** start of Text to read **

Why Get a Master's Degree in Finance?

Pursuing Specialization

Students interested in an online master's in finance can choose from several specializations, including corporate finance, global finance trading, portfolio management, and capital markets. Each of these pathways prepare degree seekers for employment in multiple fields. For example, corporate finance programs teach students economic concepts that relate to all industries that earn or invest money. Graduates also build analytical skills that prove useful in any problem-solving career.

Career Advancement Opportunities

Candidates who earn an online master's in finance can more easily advance into high-level positions. For instance, organizations may require primary fund managers to hold a master's or doctoral degree. These advanced financial analyst positions pay a median salary of $165,580. Alternatively, general financial analyst positions, many of which do not require an advanced degree, hold a median salary of $84,300. These numbers indicate that higher-level employees who typically need a master's degree can earn nearly twice as much as workers in lower-level positions.

Online Learning Technology

To obtain an online master's in finance, students use technology to access classrooms, interact with classmates, and communicate with professors. Additionally, learners encounter software and applications that specifically deal with finance. Working with these technologies can help prepare candidates for employment, since finance workers use computer-based means to store and analyze data and virtually communicate with clients around the world.

Prerequisites for Online Finance Programs

Each master's in finance program sets its own entrance requirements. Since these details vary between institutions, candidates should consult their schools of interest to learn about specifics. For a general overview of possible prerequisites, learners can consult the following list.

    • Work Experience: Some schools require applicants to hold work experience in a finance position, while other institutions simply give preference to candidates with related experience. Either way, a finance background can help students earn admission into top graduate programs. Applicants should ask potential schools about specifics, such as how many years of experience they need.

** end of Text to read **

[Required actions]:
1. According to the text on master's degrees in finance, what median salary do advanced financial analyst positions pay?
2. Please carry on the text about master's degrees in finance from the point where it stops.

** start of Material supplied **

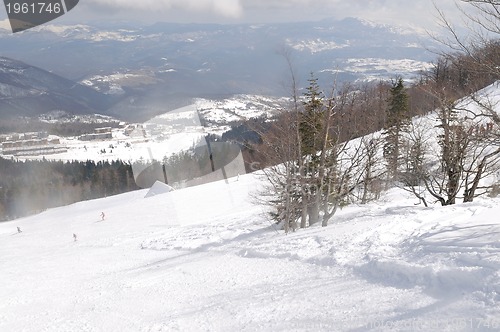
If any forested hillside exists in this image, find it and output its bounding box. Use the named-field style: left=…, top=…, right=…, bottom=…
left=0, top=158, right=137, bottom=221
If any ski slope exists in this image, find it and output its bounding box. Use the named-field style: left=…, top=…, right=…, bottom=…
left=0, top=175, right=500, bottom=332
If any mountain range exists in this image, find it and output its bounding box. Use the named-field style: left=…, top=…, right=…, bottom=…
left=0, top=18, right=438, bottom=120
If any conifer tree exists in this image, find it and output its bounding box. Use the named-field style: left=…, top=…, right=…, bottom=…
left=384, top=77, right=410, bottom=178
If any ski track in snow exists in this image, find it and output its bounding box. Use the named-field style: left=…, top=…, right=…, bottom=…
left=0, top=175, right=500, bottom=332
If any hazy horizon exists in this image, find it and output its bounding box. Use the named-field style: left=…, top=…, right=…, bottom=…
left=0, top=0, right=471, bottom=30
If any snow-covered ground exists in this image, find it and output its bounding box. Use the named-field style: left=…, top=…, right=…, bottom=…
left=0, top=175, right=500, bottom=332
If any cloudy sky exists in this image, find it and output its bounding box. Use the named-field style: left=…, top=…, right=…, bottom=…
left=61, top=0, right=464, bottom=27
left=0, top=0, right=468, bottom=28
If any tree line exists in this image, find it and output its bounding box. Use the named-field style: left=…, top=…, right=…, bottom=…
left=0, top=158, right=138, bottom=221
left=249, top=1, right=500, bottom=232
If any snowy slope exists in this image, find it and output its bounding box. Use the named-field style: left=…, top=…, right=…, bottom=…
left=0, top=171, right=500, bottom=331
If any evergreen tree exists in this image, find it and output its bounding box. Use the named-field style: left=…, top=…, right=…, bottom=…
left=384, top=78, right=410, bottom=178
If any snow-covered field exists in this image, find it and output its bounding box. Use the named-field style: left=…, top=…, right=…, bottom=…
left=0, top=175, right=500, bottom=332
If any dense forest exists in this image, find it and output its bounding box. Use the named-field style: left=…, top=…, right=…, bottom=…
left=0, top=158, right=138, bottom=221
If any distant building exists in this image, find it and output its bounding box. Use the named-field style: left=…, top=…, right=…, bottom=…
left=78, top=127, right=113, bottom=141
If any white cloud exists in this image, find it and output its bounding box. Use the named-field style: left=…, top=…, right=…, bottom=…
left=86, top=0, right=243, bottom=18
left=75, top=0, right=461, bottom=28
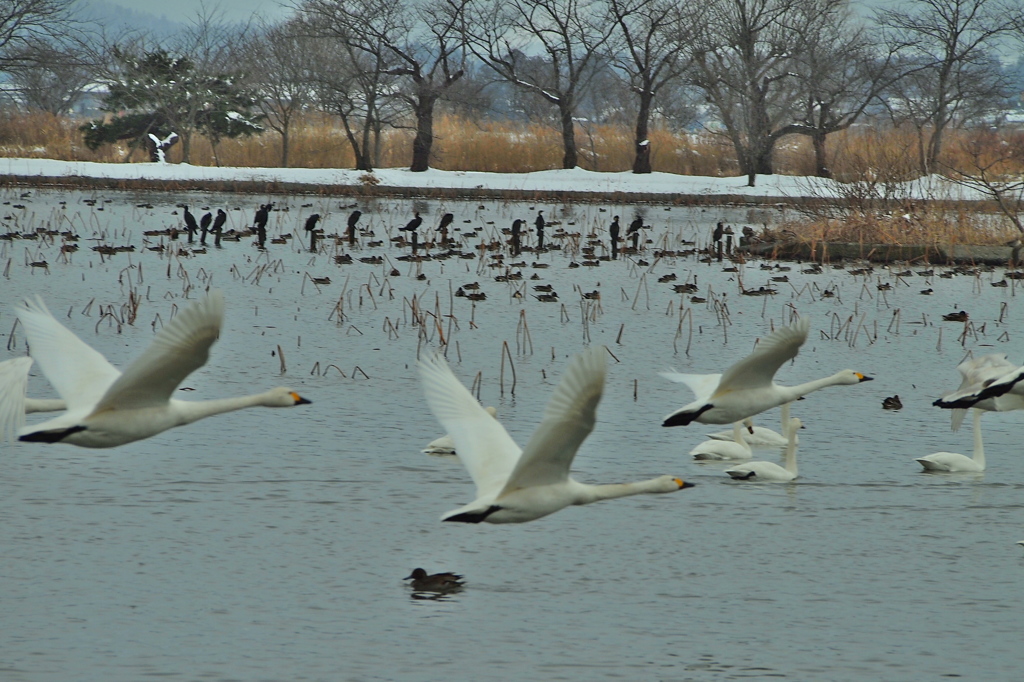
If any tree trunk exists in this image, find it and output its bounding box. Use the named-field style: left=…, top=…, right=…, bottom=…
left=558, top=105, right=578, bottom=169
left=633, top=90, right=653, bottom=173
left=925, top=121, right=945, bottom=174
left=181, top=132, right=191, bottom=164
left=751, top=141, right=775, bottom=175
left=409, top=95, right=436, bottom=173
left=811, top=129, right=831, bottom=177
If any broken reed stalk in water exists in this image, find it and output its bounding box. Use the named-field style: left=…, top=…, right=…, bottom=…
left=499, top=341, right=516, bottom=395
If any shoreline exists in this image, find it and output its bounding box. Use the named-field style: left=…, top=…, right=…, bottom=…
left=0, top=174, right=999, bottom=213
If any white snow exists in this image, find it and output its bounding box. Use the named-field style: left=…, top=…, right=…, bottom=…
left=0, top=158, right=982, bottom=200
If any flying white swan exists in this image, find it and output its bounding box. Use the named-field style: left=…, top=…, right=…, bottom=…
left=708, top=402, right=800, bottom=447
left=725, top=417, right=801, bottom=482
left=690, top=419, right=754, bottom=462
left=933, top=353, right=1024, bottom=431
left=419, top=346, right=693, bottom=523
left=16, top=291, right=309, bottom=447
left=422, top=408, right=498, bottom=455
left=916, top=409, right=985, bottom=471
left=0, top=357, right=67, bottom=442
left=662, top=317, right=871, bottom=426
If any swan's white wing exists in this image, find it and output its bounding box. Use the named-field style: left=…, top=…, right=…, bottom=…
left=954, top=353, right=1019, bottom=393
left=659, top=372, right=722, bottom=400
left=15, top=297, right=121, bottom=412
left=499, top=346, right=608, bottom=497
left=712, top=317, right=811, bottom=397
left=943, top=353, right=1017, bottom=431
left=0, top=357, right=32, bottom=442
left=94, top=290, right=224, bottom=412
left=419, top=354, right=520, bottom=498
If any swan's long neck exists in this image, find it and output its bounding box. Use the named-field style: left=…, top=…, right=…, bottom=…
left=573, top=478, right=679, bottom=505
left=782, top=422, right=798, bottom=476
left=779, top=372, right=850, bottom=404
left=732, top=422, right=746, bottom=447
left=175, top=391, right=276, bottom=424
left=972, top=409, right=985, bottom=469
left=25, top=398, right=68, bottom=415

** end of Material supplied **
** start of Material supplied **

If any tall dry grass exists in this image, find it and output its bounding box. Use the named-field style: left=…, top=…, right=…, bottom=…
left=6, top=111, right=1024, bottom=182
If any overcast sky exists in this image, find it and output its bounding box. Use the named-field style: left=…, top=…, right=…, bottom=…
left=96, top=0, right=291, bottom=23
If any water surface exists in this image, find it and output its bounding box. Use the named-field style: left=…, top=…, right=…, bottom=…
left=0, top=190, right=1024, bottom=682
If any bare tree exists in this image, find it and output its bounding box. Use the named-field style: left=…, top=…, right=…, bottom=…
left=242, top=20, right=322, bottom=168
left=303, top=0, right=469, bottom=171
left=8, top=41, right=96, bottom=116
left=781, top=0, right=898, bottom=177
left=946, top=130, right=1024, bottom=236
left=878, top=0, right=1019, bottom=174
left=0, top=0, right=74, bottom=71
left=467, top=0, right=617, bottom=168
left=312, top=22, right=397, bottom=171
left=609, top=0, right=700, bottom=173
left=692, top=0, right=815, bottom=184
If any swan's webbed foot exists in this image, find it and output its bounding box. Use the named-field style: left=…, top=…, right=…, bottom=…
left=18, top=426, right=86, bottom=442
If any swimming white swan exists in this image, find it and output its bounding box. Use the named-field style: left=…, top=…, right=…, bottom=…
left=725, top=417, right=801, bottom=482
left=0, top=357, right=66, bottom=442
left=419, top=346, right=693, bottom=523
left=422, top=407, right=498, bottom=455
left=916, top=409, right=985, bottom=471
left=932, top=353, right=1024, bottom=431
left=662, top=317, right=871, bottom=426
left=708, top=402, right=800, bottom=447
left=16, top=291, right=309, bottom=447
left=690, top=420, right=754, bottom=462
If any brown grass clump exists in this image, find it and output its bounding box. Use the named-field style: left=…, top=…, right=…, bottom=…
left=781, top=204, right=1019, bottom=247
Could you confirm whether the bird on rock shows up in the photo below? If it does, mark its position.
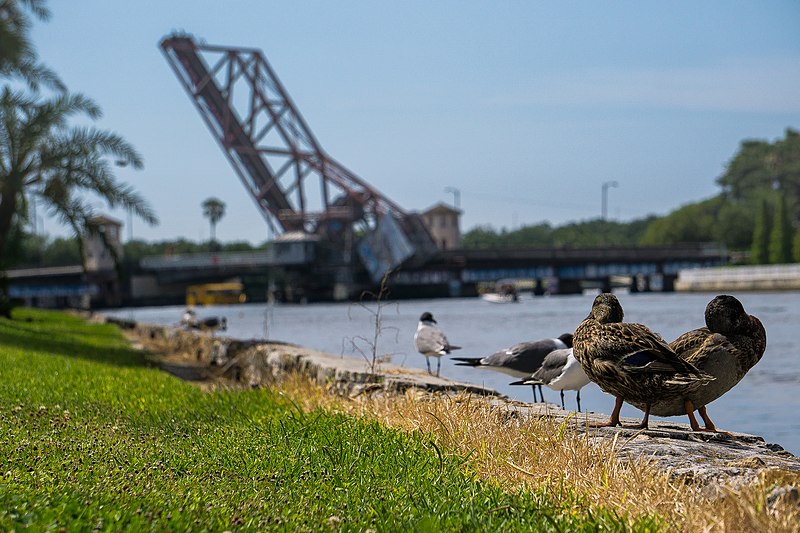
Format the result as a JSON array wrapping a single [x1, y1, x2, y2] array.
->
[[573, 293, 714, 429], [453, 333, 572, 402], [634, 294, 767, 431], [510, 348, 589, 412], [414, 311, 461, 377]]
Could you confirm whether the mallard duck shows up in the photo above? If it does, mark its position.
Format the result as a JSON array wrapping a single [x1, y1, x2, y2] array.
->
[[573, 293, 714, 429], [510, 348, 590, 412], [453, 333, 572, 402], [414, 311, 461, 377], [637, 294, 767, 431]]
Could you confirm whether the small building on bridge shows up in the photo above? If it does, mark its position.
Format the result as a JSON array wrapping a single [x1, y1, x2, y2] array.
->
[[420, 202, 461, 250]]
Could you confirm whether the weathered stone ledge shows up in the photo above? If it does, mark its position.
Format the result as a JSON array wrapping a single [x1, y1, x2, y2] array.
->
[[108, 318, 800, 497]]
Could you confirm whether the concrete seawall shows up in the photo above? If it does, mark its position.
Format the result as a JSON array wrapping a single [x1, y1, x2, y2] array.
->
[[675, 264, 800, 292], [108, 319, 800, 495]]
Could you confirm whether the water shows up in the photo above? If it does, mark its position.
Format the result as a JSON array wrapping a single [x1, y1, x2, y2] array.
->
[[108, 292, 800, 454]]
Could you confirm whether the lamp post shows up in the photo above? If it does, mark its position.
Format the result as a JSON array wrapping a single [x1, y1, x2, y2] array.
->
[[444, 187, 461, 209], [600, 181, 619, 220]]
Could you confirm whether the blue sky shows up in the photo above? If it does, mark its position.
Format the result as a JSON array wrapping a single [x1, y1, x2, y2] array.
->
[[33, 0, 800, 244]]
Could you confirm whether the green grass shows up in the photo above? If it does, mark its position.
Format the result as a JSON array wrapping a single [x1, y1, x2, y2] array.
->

** end of Material supplied **
** start of Material supplied **

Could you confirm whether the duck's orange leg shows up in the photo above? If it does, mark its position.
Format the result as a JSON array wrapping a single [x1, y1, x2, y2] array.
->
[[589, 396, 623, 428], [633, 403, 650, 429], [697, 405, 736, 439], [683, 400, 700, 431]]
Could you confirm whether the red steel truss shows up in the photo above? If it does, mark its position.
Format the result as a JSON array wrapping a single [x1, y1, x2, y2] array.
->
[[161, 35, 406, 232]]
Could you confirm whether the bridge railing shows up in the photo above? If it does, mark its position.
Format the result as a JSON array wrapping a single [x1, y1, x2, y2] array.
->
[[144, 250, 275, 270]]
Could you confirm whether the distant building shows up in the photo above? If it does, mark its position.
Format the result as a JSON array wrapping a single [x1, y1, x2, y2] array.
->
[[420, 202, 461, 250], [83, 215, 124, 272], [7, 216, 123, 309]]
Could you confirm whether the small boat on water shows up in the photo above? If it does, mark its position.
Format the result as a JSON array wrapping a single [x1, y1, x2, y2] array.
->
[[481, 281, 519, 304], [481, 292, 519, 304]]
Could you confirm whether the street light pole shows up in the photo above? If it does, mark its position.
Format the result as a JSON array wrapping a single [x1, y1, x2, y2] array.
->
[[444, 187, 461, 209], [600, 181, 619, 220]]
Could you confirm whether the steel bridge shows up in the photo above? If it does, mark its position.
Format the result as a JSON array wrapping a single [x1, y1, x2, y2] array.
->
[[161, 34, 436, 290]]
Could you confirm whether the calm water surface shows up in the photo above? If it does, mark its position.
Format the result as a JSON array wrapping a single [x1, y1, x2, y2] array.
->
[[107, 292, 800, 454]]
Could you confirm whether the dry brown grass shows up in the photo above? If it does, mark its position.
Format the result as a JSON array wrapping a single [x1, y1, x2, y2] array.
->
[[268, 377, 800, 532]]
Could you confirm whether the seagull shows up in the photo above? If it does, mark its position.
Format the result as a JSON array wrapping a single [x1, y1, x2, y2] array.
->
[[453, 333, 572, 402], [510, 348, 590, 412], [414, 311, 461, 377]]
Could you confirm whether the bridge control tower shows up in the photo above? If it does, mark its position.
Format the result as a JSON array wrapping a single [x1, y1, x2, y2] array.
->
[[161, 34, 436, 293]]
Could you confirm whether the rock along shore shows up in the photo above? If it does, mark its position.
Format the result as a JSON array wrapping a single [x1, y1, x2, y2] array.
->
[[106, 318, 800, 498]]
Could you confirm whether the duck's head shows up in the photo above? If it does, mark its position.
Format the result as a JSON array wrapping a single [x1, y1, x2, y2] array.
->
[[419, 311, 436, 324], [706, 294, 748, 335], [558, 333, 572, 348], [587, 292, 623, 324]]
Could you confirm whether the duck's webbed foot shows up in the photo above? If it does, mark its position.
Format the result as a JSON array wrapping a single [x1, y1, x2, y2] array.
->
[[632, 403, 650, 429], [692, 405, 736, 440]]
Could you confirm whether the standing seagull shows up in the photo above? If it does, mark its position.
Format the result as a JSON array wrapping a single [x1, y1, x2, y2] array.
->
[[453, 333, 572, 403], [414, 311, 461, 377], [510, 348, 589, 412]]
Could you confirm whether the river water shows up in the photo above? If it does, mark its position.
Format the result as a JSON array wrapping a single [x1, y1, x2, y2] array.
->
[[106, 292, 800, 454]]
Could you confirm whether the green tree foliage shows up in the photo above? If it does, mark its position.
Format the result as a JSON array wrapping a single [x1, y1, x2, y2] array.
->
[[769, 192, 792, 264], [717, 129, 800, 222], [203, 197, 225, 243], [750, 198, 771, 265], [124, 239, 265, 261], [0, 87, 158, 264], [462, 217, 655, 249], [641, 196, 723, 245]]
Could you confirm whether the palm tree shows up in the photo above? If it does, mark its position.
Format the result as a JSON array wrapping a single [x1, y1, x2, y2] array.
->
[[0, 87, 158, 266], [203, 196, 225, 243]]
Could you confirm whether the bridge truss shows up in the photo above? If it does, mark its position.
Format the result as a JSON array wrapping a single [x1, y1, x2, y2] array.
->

** end of Material supplied **

[Task-by-task outputs]:
1. $165,580

2.
    • Exams and Test Scores: Some schools ask students to submit test scores such as their Graduate Record Examinations (GRE) or Graduate Management Admission Test (GMAT) results. Although many schools do not have required minimum scores, applicants usually need to submit test results from the last five years.
    • Coursework: Applicants to graduate programs should hold a bachelor's degree, although this does not necessarily need to be in a finance-related field. However, students from other fields may need to complete prerequisite courses in calculus and statistics. Students may need a minimum undergraduate GPA -- oftentimes 3.0 or higher -- to pursue an online master's in finance at certain schools. Additionally, learners with an especially high GPA may receive waivers for GRE/GMAT requirements.
    • Recommendations: Students typically need to submit recommendation letters written by community leaders, professional supervisors, and/or college professors. Colleges and universities may also require the names, phone numbers, and email addresses of these references. Candidates should contact letter-writers before giving their information to schools and give recommenders several weeks to construct these documents.
    • Essays: Departments may ask applicants to submit previously written essays or other writing samples. Additionally, learners may need to create new essays based on prompts or personal statements outlining their interest in the field.
    • Interviews: Some online master's in finance programs require candidates to submit to an interview. This admissions step may only apply to students who pass an initial screening process and earn a subsequent interview invitation. Institutions may ask candidates to complete interviews in person, online, or by phone.
    • International Students: International learners may need to complete an English proficiency exam, such as the Test of English as a Foreign Language, the Pearson Test of English Academic, or the International English Language Testing System. Schools may also use World Education Services to assess transcripts from international schools.

How Much Can I Make with a Master's Degree in Finance?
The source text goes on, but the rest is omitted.